Please pull out every line of the records that contains the word "post", and copy each one unchanged.

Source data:

⟨

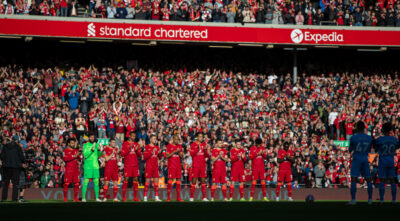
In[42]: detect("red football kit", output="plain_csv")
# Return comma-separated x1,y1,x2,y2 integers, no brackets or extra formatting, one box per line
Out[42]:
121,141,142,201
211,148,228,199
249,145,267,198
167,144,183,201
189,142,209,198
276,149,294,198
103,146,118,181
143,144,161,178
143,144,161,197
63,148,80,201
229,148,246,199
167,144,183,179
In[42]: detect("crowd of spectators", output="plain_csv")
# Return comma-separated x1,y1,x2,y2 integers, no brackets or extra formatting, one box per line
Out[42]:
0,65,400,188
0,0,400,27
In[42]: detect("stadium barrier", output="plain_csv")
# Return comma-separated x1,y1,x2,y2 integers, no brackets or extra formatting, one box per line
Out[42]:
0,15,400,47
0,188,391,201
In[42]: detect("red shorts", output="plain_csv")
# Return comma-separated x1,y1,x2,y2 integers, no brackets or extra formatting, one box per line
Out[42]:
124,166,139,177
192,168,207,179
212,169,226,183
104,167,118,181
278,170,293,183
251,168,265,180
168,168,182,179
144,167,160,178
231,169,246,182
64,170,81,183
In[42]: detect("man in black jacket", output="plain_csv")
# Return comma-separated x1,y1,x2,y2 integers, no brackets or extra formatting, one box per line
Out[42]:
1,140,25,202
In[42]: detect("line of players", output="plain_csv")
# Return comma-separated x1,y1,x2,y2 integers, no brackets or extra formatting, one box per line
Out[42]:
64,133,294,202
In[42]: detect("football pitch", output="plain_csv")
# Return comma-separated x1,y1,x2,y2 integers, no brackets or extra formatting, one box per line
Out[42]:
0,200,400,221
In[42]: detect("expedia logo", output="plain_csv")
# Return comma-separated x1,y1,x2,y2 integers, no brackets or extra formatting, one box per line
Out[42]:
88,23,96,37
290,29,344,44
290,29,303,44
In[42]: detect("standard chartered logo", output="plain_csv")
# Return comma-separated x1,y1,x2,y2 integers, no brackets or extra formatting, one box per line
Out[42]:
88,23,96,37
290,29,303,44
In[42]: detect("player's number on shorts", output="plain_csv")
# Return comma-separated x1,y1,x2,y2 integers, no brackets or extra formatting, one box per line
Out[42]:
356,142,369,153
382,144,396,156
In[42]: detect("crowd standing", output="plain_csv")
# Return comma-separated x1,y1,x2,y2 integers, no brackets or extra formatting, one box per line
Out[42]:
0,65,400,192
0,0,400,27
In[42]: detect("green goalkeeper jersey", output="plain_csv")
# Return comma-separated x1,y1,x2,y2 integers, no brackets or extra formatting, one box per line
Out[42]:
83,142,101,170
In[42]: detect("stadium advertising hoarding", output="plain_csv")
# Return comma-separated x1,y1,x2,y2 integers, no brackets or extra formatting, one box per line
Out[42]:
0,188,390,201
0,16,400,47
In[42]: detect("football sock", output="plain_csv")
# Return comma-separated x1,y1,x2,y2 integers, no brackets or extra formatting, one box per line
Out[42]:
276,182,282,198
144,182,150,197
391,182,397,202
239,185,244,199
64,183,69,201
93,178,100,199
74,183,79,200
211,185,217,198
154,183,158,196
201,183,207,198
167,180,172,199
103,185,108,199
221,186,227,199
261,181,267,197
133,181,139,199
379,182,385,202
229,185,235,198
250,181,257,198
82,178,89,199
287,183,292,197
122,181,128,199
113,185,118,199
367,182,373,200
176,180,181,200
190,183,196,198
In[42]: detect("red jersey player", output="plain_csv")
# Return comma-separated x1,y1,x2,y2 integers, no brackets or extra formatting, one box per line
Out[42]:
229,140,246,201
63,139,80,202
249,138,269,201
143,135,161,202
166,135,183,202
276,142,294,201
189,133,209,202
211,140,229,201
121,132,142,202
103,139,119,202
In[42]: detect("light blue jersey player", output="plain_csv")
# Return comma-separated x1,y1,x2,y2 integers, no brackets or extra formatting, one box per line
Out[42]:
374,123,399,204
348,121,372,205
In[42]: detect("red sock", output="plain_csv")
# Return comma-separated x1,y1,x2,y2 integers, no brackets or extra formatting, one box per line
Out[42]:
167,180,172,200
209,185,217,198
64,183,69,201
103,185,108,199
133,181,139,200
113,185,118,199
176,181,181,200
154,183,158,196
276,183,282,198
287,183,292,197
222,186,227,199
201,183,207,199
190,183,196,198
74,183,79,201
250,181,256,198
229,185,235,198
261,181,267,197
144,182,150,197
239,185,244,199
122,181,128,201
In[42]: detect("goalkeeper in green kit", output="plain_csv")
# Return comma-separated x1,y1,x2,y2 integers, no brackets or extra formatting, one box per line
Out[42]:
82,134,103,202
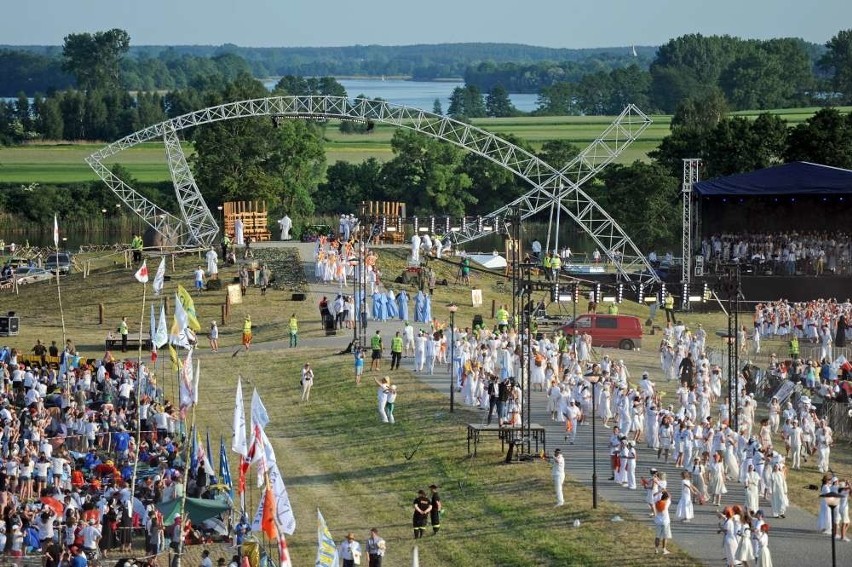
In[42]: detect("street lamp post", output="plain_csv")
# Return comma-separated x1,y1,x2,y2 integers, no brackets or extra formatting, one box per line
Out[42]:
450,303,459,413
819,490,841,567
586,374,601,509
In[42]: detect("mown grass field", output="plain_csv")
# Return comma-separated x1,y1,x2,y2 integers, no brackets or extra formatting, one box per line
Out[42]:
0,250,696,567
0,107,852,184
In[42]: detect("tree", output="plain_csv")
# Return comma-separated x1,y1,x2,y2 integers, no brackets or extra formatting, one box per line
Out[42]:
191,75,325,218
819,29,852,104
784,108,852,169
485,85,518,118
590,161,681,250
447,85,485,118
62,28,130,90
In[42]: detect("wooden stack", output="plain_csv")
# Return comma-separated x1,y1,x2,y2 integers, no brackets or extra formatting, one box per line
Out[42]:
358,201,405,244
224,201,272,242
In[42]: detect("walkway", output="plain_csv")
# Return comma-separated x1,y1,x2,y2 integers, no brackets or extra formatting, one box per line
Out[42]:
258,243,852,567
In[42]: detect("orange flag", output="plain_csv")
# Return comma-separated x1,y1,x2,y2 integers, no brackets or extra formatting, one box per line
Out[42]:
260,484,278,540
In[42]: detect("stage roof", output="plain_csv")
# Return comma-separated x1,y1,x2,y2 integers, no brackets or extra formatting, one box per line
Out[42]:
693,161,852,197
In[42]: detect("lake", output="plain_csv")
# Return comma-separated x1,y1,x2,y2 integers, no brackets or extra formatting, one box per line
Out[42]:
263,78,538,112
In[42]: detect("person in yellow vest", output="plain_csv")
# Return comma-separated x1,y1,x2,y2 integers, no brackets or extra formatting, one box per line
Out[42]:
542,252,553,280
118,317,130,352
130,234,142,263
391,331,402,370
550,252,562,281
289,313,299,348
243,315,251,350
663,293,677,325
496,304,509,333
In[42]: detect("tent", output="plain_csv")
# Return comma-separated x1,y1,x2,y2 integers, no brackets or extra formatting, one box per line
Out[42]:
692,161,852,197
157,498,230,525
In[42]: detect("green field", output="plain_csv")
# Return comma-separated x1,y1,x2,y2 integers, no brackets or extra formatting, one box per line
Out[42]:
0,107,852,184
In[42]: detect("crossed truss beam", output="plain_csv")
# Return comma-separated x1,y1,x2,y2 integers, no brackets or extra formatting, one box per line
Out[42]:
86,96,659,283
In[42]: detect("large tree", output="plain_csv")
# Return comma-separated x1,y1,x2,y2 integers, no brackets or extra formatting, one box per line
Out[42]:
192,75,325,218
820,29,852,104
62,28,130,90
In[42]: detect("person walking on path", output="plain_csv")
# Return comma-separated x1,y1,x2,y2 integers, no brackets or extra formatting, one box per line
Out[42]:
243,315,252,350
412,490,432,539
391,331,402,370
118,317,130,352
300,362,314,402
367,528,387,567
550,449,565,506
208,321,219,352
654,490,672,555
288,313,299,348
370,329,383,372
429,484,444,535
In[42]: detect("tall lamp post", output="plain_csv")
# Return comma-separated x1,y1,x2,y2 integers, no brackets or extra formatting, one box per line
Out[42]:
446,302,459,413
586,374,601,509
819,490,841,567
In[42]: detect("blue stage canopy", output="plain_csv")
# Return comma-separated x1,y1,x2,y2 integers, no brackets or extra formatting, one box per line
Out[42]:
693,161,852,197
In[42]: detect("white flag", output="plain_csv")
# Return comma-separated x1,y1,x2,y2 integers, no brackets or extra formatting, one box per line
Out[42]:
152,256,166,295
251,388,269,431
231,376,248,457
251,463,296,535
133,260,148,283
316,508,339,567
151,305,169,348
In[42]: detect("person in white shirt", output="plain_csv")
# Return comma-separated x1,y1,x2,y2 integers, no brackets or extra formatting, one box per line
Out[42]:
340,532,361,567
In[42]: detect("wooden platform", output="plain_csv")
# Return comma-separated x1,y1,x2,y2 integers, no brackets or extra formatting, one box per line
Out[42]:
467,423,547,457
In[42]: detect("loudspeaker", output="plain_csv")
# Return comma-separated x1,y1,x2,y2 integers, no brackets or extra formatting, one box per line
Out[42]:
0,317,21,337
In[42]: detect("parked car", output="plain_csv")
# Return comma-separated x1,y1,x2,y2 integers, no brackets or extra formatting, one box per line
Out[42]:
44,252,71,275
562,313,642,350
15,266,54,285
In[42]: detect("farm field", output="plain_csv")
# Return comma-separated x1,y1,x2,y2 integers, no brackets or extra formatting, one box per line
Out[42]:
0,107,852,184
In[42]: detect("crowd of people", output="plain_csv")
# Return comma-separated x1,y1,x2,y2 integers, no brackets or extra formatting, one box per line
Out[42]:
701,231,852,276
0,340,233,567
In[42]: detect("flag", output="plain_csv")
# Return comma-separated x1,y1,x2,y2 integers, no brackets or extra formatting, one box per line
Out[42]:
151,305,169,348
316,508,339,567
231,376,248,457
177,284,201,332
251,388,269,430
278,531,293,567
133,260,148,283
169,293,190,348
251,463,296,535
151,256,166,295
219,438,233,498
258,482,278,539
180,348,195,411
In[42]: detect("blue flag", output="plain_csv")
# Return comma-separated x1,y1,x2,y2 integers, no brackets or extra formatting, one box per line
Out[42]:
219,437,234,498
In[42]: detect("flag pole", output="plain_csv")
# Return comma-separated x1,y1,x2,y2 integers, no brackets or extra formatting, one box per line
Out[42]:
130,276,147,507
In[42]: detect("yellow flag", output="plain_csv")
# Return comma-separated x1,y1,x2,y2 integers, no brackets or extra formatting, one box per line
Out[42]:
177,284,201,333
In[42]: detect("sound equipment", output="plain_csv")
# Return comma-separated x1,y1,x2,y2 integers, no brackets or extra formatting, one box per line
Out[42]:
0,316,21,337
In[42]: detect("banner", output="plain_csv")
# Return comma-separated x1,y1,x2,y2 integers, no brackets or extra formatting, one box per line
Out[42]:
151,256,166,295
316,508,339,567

⟩

● **Task response**:
In[42]: detect("street lamp post", output="plain_csv")
In[42]: detect("tall lamp post", output="plain_csv")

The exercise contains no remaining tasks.